WRITTEN PROBLEM 1
According to the blog post, in which city was Learning2.008 held?
WRITTEN PROBLEM 2
Write out the stretch of the blog post from "I had an interesting" through "at the conference.", word for word.

GIVEN TEXT
★ ★ ★ ★ ★

Sep
30
Filed Under (Classroom, Reflection) by teachingsagittarian on 30-09-2008
Note: I began writing this post back in September.  It’s been a while since then and I’m not really sure where all that time has gone – it’s been hectic working in a new school, a new country and a new level.  In between writing Semester One reports, I thought I better finish this draft and get it posted!

I had an interesting conversation with our  Elementary Curriculum Advisor Guru teacher ( I forget what her official title is – but this one sounds good) the other day.  We were both at Learning2.008 in Shanghai and were reflecting on our time at the conference.

The conversation began with our mixed feelings on our individual “take-aways” from Learning2.0.  I had feelings very similar to Jenny Luca, whose post, Learning2.008 – my take sums up those extremely well.  I too, didn’t learn anything new that wasn’t already on my radar.  It was an honour to have conversations with like-minded and extremely talented and grounded colleagues.  Connections were strengthened by the opportunity to meet face to face people already an integral part of my PLN, and strong new connections were made, enhanced by the face to face connections.  The chance to “give something back” and “pay it forward” was a delightful experience.  Affirmation abound,  I’m still on the right track, have a sound pedogical purpose for using technology in the classroom and am still looking for ways to “kick it up a notch”.   As far as walking away with something practical – David Jakes’ two sessions I attended on Digital Storytelling were most beneficial for me with ways I can help my students enhance and add to the quality of the writing we have begun with  Lucy Calkin’s Writer’s Workshop.

★ ★ ★ ★ ★

MATERIAL PROVIDED
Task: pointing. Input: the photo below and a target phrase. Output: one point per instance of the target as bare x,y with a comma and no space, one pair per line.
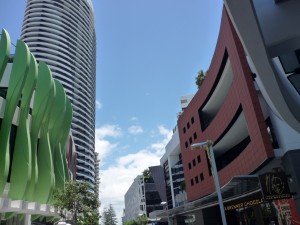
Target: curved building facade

★ ★ ★ ★ ★

EXERCISE RESPONSE 1
Shanghai

EXERCISE RESPONSE 2
I had an interesting conversation with our  Elementary Curriculum Advisor Guru teacher ( I forget what her official title is – but this one sounds good) the other day.  We were both at Learning2.008 in Shanghai and were reflecting on our time at the conference.